What is required — Lay out as a numbered list the lines of the items below, from the line containing "Would you mind pointing out the terrace" through the last line of the items, leaving out any blank lines.

Pointing dataset excerpts —
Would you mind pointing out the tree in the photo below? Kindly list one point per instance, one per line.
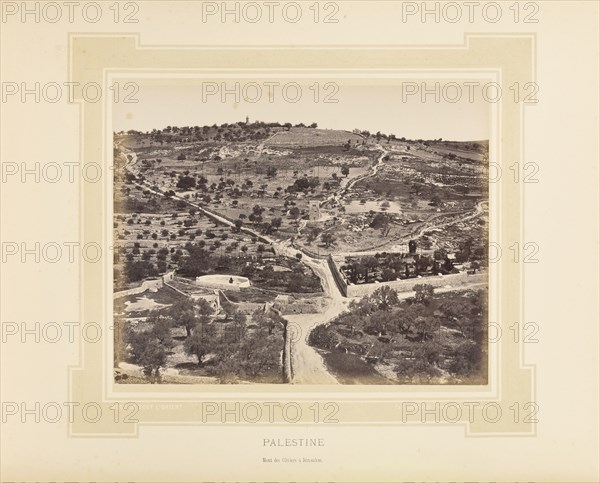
(150, 347)
(186, 182)
(369, 264)
(423, 293)
(202, 340)
(239, 322)
(385, 298)
(183, 314)
(276, 223)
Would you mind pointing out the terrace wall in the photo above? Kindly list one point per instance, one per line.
(454, 280)
(142, 288)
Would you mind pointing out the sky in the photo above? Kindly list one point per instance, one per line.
(390, 105)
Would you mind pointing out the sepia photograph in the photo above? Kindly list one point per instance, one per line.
(344, 244)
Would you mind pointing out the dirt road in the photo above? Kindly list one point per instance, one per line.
(307, 366)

Finished exercise —
1. Would you mind pointing out the terrace wall in the photo above? Kindly list one point per instance, one per line.
2. (454, 280)
3. (142, 288)
4. Would you mind pointing out the sky in the photo above? Kindly list one point per instance, one per line.
5. (390, 105)
6. Would you mind pointing out the sepia photograph in the photo above? Kindly list one point per instance, one per line.
7. (344, 244)
8. Would you mind pointing out the dirt road in the photo above? Kindly list one point per instance, one per line.
9. (307, 366)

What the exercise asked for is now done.